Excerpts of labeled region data
--*--

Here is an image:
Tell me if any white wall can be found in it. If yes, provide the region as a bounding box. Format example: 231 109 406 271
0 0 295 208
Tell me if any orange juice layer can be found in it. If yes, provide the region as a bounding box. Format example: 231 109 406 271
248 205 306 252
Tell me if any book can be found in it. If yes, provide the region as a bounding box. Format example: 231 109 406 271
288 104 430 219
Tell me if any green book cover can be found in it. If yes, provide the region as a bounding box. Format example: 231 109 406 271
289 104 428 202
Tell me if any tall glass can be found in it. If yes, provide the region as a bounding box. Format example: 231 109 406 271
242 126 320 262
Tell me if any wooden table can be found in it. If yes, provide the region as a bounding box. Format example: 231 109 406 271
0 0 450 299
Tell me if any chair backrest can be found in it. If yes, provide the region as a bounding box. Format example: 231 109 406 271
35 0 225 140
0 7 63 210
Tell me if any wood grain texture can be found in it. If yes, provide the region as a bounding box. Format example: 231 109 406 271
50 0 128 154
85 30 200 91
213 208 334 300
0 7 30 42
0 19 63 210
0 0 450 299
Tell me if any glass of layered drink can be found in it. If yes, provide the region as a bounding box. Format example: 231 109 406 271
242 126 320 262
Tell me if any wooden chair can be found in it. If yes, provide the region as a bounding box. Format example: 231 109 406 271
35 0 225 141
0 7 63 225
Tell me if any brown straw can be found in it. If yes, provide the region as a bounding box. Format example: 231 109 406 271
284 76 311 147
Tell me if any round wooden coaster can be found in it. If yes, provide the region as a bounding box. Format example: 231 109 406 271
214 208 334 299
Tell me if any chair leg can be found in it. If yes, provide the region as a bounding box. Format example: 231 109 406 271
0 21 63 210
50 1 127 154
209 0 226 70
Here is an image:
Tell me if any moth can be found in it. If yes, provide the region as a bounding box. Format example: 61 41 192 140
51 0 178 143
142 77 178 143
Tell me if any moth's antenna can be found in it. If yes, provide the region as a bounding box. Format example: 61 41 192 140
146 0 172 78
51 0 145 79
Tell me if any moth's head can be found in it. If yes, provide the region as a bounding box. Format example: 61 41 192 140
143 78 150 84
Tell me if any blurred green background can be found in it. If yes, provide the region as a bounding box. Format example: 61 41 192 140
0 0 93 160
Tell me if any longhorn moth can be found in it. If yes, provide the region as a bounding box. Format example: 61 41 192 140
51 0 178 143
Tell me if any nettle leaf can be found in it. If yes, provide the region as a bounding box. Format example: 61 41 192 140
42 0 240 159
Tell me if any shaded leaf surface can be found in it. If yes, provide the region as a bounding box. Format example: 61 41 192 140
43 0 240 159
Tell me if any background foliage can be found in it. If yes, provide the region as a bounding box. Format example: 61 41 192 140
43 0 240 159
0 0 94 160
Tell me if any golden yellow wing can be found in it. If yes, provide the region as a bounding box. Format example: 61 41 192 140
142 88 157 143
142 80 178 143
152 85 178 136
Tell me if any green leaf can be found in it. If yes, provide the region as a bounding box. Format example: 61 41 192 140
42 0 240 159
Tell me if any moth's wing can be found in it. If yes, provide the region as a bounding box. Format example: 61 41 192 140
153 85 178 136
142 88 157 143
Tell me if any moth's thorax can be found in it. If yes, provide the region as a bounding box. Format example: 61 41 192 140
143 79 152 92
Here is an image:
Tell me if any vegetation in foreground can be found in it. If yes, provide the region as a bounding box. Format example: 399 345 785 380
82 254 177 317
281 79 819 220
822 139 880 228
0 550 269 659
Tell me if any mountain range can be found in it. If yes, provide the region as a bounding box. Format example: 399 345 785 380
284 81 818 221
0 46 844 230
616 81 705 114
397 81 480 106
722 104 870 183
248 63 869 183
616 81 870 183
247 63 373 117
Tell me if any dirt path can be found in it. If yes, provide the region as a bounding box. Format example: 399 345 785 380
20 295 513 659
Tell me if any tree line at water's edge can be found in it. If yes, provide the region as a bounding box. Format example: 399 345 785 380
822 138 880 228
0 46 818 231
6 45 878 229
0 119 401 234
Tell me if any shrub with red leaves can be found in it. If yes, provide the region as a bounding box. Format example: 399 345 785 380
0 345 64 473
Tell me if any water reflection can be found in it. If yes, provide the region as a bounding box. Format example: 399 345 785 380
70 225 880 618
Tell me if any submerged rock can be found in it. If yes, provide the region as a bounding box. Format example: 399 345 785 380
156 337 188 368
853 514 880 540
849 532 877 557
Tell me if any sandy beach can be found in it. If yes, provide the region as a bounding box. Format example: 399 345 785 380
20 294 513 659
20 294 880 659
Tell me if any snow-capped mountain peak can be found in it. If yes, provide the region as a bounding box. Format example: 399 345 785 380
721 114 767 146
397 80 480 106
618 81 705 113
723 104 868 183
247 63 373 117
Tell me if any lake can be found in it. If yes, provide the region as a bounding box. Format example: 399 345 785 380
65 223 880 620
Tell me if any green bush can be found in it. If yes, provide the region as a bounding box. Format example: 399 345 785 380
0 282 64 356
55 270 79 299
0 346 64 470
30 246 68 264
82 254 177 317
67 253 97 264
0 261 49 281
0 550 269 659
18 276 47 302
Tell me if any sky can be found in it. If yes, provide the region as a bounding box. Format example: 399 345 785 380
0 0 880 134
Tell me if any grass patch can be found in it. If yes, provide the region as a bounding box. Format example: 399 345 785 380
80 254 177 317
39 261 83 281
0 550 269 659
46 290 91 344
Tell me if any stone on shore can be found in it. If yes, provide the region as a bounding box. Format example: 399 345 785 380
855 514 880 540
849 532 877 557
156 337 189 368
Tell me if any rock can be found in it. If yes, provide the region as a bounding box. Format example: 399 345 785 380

--*--

Copy out the items from the line with "Tell me if any shaded" up to and including the line with "70 225 880 618", keeping the requests, and add -87 to every bounding box coordinate in the answers.

Tell me if any shaded leaf surface can be found in it. If yes, provide the region as a bounding box. Format example: 61 41 192 140
-44 -87 153 72
Tell me if any background foliage can be found in it. If yes, provide the region as a bounding box. Format example: 61 41 192 140
-44 -87 153 72
-87 -87 7 73
Tell me if any golden yellow wing can be found in it. If yes, provide the region as a bounding box. Format example: 61 41 192 140
55 1 70 56
55 -7 91 56
65 -2 91 49
Tell me if any green leaf can be found in it. If yes, provide the region as a bounding box. Format example: 61 41 192 140
-45 -87 153 72
Tell me if any moth's wing can be found in it. If yes, provide the region as a bounding box. Format example: 61 41 192 140
66 -2 91 49
55 1 70 56
Tell me if any moth's thorax can be found in it. If yes, provide the region as a bounding box. Format example: 61 41 192 140
56 -8 65 5
Here is an image:
Tell me if any vegetation in foreground can be found in it. If yes, provide the region as a bounding box. Format example: 399 345 785 380
-5 167 90 230
194 -8 732 133
735 52 793 141
-87 463 182 572
Tell me if any mountain range can be found in it. If yes, provide the region as a bounding box. Format example: 399 345 785 380
197 -6 731 134
-87 -41 757 143
529 -6 618 27
310 -6 393 19
635 17 783 96
161 -24 782 96
529 -6 783 96
160 -24 286 30
Tell me if any dirt path can be found in it. If yes, provide the region as a bounding box. Format example: 399 345 785 380
-67 208 426 572
Tell me if any tree line at water's edge can be found in it. If yes, provide the region as a bounding box. Format example: 399 345 785 380
735 51 793 141
-87 -41 731 144
-81 -42 791 142
-87 32 314 147
Tell me if any shrub with red leaves can be found in it. If yes, provide the region as a bounding box. Format example: 399 345 785 380
-87 258 -23 386
Tell me if any water reflection can be found in it. If yes, provide the region as a bounding box. Format example: 399 345 785 380
-17 138 793 531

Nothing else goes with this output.